START Given records
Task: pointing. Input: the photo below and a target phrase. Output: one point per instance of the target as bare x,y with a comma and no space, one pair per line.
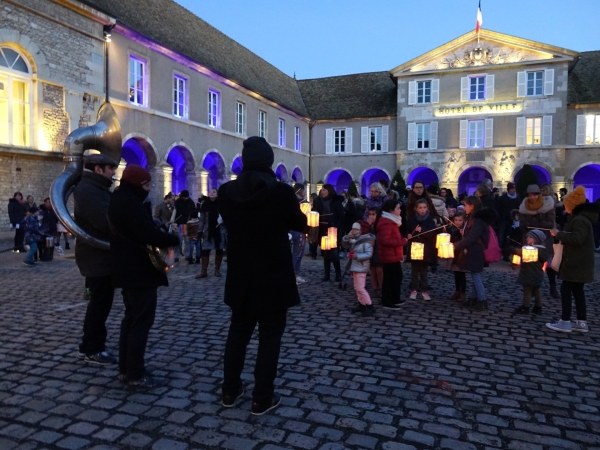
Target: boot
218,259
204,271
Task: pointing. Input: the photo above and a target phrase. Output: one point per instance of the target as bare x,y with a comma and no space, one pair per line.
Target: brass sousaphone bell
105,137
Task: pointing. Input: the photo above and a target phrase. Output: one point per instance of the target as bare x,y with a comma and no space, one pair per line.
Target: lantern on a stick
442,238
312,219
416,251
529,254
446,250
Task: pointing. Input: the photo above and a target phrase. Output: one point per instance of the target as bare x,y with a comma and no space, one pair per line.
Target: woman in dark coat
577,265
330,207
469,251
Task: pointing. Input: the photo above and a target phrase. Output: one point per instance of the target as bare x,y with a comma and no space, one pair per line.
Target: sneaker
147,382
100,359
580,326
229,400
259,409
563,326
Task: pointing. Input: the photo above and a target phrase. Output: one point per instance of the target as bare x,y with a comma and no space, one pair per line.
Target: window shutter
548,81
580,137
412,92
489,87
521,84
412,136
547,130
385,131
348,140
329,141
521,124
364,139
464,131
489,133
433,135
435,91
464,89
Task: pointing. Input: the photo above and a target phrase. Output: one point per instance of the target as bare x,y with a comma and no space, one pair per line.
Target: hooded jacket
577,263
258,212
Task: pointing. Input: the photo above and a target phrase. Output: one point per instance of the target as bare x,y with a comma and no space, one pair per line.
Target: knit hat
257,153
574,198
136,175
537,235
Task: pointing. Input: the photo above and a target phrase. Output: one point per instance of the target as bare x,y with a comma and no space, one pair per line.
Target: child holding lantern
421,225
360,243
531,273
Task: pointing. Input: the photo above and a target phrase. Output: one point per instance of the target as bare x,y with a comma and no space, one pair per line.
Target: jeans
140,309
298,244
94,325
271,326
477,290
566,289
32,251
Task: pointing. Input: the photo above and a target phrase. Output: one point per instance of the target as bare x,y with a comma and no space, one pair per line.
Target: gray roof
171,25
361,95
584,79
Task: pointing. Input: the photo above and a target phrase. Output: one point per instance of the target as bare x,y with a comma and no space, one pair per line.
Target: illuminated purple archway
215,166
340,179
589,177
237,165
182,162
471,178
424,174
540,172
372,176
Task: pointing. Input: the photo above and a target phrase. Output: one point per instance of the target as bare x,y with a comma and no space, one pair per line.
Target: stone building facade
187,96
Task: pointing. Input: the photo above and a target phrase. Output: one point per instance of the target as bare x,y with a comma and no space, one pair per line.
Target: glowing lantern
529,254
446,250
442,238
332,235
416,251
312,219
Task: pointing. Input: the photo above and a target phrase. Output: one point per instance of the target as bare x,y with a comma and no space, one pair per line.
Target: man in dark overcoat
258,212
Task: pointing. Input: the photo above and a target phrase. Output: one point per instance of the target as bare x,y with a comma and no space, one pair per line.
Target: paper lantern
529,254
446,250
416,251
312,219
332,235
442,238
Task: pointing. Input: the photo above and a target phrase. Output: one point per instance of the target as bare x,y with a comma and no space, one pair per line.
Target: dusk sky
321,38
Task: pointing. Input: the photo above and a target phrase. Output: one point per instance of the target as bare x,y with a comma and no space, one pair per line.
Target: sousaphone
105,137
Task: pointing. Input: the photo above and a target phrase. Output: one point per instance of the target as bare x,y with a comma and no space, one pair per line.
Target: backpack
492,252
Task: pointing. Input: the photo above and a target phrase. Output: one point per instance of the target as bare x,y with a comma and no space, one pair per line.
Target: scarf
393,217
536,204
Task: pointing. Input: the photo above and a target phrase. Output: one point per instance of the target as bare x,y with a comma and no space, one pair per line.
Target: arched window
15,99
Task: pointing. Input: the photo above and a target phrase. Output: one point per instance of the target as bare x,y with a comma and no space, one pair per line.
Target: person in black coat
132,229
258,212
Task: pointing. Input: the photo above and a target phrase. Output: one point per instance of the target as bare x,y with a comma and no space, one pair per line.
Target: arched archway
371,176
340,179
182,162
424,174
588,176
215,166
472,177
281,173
END Given records
→ Requirement: Print nothing but the lines from the one that contains "Target: person in black coat" to the final line of the data, both included, exactly as they read.

→ Completed exercise:
Target: person in black coat
132,229
258,212
Task: pointing. Input: the photo above and a target phrase. Output: one point per instance of the target as bare x,y with a comma and no space, one pair per line.
Target: arched archway
371,176
340,179
182,162
424,174
588,176
215,166
472,177
281,173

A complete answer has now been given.